__Assignment__:
An exact restatement of the records below is expected.

== Segment start ==

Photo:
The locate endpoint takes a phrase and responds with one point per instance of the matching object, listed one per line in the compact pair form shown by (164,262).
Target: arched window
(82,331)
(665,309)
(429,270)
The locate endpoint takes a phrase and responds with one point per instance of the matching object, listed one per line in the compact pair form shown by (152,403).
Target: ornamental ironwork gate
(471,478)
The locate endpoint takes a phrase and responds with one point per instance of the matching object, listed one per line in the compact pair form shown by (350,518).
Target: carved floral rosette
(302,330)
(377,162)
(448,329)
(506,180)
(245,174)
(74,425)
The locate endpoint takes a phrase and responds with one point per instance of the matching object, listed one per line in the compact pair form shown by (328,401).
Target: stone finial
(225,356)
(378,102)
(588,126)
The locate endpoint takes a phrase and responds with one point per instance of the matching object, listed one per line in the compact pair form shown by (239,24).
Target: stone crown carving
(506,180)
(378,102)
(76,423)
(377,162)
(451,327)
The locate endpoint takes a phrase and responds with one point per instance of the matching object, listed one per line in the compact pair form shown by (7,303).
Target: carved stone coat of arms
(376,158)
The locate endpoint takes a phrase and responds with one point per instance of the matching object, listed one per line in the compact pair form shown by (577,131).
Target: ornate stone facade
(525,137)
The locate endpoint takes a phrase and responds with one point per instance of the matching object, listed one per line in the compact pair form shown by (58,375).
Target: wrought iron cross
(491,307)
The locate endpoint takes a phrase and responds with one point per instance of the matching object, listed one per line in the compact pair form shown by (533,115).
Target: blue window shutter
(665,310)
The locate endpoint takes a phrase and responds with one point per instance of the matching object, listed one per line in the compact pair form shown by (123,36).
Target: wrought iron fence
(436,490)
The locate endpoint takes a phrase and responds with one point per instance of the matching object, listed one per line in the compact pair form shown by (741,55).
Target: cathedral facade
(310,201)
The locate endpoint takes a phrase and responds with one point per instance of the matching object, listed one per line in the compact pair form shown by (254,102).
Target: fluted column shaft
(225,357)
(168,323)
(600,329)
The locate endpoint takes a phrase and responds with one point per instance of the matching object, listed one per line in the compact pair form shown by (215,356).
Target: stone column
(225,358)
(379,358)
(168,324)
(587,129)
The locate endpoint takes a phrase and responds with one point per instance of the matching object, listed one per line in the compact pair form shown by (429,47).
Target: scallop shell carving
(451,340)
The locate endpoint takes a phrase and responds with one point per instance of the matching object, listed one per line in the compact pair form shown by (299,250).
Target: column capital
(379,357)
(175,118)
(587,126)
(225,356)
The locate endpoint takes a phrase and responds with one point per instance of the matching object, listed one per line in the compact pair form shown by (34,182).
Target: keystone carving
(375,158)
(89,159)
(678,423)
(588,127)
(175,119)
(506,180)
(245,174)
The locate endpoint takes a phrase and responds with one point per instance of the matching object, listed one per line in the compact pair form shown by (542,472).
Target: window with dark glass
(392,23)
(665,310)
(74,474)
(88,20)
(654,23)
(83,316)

== Segment end ==

__Your response__:
Photo:
The locate endpoint takes a phrase and responds with one point per instance of the matching object, listed one per line in the compact pair form shown by (164,262).
Target: arched window
(82,331)
(665,309)
(429,270)
The locate endpoint takes a phrase and responds with one point per instance of the matching object, listed one per line in the compact pair form shown by (152,403).
Target: ornamental ironwork gate
(471,478)
The locate endpoint takes a phrase and responds with one point per instance of the matching object, listed one per line in the compact pair form shown by (350,518).
Target: carved floral rosette
(302,330)
(377,162)
(448,329)
(506,180)
(245,174)
(74,425)
The locate endpoint takes a phrase and responds with one point per instance of the matching object, listed one per line in the compact pair form shown by (328,401).
Target: stone finial
(225,356)
(378,102)
(588,126)
The locate endpoint takes a phrase and responds with one point per instance of the matching object, listed one per line in the compact pair form shown by (239,24).
Target: stone crown carving
(506,180)
(378,102)
(76,423)
(377,162)
(451,327)
The locate endpoint takes a phrase and responds with one point per instance of the matching object, listed one per line in the compact pair form shown by (7,303).
Target: carved stone coat of arms
(376,158)
The locate endpoint takes a phrase and responds with one point per instance of the matching object, listed one per line in the compact pair form shown by (577,131).
Target: ornate stone facade
(525,137)
The locate endpoint takes a phrase and responds with one point per instance of the matching object, listed one per line in the compact pair form shown by (58,375).
Target: wrought iron cross
(491,307)
The locate endpoint takes a phrase and responds with one point per instance of the matching object, listed one per line in the compact pair form shown by (533,115).
Target: blue window shutter
(665,310)
The locate endpoint takes a phrase and responds with one point per instance of the matching object, listed one per line in the compact pair form shown by (123,36).
Target: wrought iron fence
(436,490)
The locate endpoint takes a phrase and responds with one point per instance of the matching object, listed one per line in the compact pair form shown by (741,55).
Target: cathedral facade
(310,201)
The locate endpoint takes a phrase and responds with one point per instance of the matching object, listed one per line in the compact pair form shown by (254,102).
Target: fluted column shaft
(225,357)
(168,323)
(600,329)
The locate endpoint takes a phrase and responds with one point per instance of the matching object, listed one per line in the compact pair form shown by (215,356).
Target: stone column
(225,358)
(379,358)
(168,324)
(587,129)
The locate endpoint takes a phrase and responds with one point per instance of the matching object, listed one per line in the compact pair form shown by (429,47).
Target: scallop shell carving
(451,340)
The locate endpoint takes a phrase and responds with one point per instance of the matching object, listed one per line in the compact pair form shown by (299,250).
Target: column capital
(379,357)
(175,118)
(587,126)
(225,356)
The locate endpoint takes a phrase and responds with one point per instance of the matching object, listed one per line in the compact pair form shown by (34,182).
Target: keystone carving
(375,158)
(89,159)
(678,423)
(588,127)
(175,119)
(506,180)
(245,174)
The locate endpoint takes a phrase and responds with one point per instance of the matching object, listed one per line in the compact pair form shown by (542,472).
Target: window with dark glass
(392,23)
(665,310)
(74,474)
(88,20)
(654,23)
(83,316)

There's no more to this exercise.